Text section -
# # # # # # #
Editor’s Note: Don Lincoln is a senior scientist at Fermi National Accelerator Laboratory. He is the author of “The Large Hadron Collider: The Extraordinary Story of the Higgs Boson and Other Stuff That Will Blow Your Mind” and produces a series of science education videos. Follow him on Facebook. The opinions expressed in this commentary are those of the author. View more opinion articles on CNN.
I’m a huge and completely unapologetic science fiction fan. As a child, I sat raptly in front of the screen, watching the explorers of “Star Trek” travel from planet to planet, encountering “new life and new civilizations.”
But I’m also a scientist and have a firm grasp on the difference between fact and fiction. The fact is that, although the heroes of my youth were fictitious, real live scientists can work towards making these dreams a reality. The first step? Identify the locations of nearby planets that might be suitable for Earthly life forms.
In April of this year, the Transiting Exoplanet Survey Satellite (TESS) was launched atop a SpaceX Falcon 9 rocket. Its extended goal is to identify approximately 20,000 planets around nearby star systems.
This may sound like a futuristic endeavor, but in reality, finding exoplanets, planets orbiting stars other than our own, is not new. The first confirmed detection occurred about 30 years ago. These first planets were found by looking at the wobble of stars orbited by very large planets in close orbits.
This method is entirely analogous to having an adult lock hands with a child and swing them around in a circle. If the child is of about kindergarten age, the adult will have to lean back to keep from toppling over. Watching the adult wobble is proof that the child is there. Similarly, wobbles in the motion of stars revealed the existence of planets.
However, this technique was unable to find Earth-like planets. Instead, it is better suited to finding planetary systems with planets the size of Jupiter in orbits even smaller than Mercury. To give some perspective, Jupiter is enormous compared to the Earth, with a mass 318 times that of our own planet.
Mercury orbits close to the sun, with an orbital radius about 40% that of Earth. The wobble technique was most sensitive to even larger planets in even smaller orbits, although later attempts by improved instruments were able to find smaller and more distant planets.
In 2009, the Kepler satellite was launched to search for exoplanets using an entirely different approach which was more sensitive to the presence of smaller planets. Kepler searched for exoplanets when they passed in front of their host star. This is like searching for seagulls by staring at a lighthouse and seeing their slight shadow as they passed in front of the overwhelming glare of the light.
Kepler ran for nine years – and it was an enormous success by anyone’s standards. It found over two thousand planets, with many more unconfirmed planet candidates. It found planetary systems with more than one planet. It found so-called “super-Earths,” which are planets that are only slightly bigger than Earth and which would have stronger gravity, but on which it would be possible to exist.
# # # # # # #
Data -
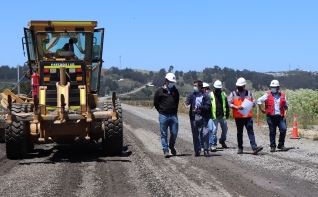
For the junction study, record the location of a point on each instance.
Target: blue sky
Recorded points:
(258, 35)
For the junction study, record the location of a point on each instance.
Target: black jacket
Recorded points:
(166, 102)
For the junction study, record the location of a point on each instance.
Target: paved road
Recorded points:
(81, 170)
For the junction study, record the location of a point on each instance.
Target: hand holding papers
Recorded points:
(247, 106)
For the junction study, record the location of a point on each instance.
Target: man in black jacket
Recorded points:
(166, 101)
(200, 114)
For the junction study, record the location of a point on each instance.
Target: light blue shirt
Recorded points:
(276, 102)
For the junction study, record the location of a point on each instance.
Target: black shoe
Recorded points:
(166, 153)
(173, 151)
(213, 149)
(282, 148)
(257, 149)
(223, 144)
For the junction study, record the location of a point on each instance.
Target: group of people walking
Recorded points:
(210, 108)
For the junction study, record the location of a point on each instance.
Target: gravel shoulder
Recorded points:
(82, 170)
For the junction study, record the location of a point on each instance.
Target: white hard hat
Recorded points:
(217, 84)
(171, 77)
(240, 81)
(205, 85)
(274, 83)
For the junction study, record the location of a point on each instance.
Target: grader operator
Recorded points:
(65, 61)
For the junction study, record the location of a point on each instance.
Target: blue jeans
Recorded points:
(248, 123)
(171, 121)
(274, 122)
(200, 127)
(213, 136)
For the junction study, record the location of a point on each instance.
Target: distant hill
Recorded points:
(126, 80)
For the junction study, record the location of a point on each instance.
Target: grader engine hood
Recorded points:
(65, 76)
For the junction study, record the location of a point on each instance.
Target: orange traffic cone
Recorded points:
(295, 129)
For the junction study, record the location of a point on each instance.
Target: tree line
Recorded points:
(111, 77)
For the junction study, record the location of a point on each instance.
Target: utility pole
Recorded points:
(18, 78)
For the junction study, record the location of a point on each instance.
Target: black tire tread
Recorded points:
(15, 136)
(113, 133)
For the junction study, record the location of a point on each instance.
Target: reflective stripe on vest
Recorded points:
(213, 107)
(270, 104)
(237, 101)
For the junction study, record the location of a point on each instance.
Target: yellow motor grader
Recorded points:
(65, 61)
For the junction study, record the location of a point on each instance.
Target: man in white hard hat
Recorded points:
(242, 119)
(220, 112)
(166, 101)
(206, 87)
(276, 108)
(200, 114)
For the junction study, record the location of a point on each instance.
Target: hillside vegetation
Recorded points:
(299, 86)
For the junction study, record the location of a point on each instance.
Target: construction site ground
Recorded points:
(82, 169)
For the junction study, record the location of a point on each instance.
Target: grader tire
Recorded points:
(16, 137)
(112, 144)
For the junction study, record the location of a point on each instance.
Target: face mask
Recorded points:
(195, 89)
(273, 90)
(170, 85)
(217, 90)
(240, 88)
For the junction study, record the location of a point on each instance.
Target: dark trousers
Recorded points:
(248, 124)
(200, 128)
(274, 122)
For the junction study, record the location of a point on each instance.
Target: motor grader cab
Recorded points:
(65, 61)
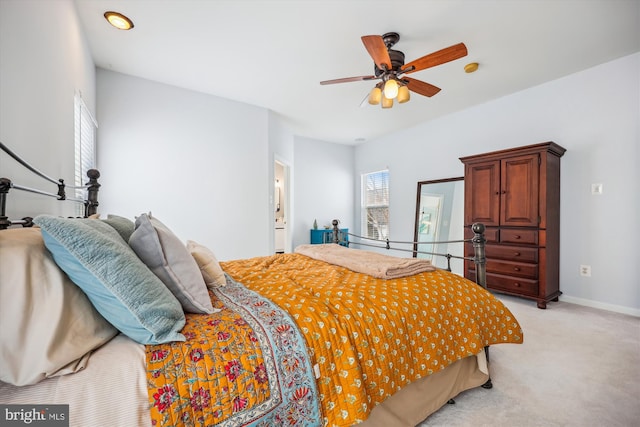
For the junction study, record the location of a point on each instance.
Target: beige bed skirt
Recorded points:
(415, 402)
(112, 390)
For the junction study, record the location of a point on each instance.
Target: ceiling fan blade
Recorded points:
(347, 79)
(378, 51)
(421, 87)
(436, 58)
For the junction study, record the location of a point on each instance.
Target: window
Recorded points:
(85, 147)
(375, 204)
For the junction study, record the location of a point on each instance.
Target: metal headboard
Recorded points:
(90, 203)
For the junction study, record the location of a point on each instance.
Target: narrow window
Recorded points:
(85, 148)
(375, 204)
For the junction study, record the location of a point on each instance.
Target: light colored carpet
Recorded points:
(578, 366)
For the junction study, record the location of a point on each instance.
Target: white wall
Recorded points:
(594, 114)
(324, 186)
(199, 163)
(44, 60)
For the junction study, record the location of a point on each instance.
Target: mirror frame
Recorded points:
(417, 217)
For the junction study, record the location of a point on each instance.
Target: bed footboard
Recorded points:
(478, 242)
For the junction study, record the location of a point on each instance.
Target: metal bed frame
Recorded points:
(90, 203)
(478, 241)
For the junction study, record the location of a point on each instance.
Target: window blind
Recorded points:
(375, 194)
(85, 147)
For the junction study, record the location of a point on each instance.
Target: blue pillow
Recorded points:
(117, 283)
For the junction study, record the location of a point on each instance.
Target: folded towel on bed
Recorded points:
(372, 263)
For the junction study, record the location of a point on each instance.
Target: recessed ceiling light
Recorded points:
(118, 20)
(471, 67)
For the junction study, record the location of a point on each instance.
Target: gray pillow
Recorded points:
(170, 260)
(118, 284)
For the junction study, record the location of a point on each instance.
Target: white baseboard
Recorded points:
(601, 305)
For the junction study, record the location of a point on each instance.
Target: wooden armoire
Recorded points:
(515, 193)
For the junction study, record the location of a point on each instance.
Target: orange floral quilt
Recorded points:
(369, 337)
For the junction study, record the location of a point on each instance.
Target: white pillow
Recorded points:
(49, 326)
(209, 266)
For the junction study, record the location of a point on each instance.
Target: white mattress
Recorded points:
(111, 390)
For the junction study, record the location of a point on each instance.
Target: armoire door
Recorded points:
# # # # # # #
Goal - Please continue the commentary on the search for exoplanets, picking up right after its last sentence.

Right answer -
And Kepler found planets in what’s known as the “Goldilocks Zone,” which is to say not too hot, nor too cold, but rather just right for the conditions of Earth-based life. Indeed, the last decade has been thoroughly exciting for those of us who dream of travelling beyond the Solar System.
While the Kepler satellite and the scientific team have performed beyond all expectations, it is running dangerously low on fuel. Last week, NASA used the remaining fuel to orient the satellite so that it could transmit its data to Earth. Sadly, the Kepler satellite’s days are numbered.
However, fans of exoplanets do not need to despair. With the swan song of Kepler, TESS is keeping the hope of new space discoveries alive.
The satellite was launched in April and spent May using a flyby of the moon to jockey itself into the desired orbit. It even took its first photograph.
TESS uses the same technique as Kepler, but with a somewhat different emphasis. Kepler looked at a single patch of the sky. In contrast, TESS will cover about 85% of the stars visible to the naked eye from Earth. It will see about 400 times more of the sky than Kepler did.
In addition, TESS will concentrate on nearby bright stars, with a special focus on ones similar to our sun. In fact, it will inspect nearly all of the stars that can be seen under a clear and isolated night sky, as well as a few hundred thousand more.
While TESS is designed to look for the existence of planets, the capabilities of its telescopes are dwarfed by far more powerful instruments here on Earth, as well as the space-based Hubble telescope and its successor the James Webb Space Telescope. With the help of these larger facilities, scientists will be able to image and study the atmospheres of the planets discovered by TESS. It’s reasonable to expect that we will be able to identify planets with water and oxygen on them, if they exist.
TESS is currently in the shakedown phase that accompanies any big science mission. We can expect, relatively soon, a “first light” image, an astronomer’s term for the first image that is good enough to show people outside the collaboration.
TESS is designed to run for two years, and is expected to identify perhaps a thousand exoplanets during this initial observation period. However, its insertion into its final orbit was very successful, leaving it with ample fuel reserves. Like the Kepler satellite before it, it is quite likely that it will operate longer than is planned.
For centuries, humanity has been fascinated by the stars and the prospect of life elsewhere in the universe. It’s only been relatively recently that we can talk seriously about finding specific nearby stars around which circles a sibling of Earth, perhaps with its own unique ecosystem. When TESS begins operations in the near future, it’s quite possible that we will soon go from dreaming to knowing.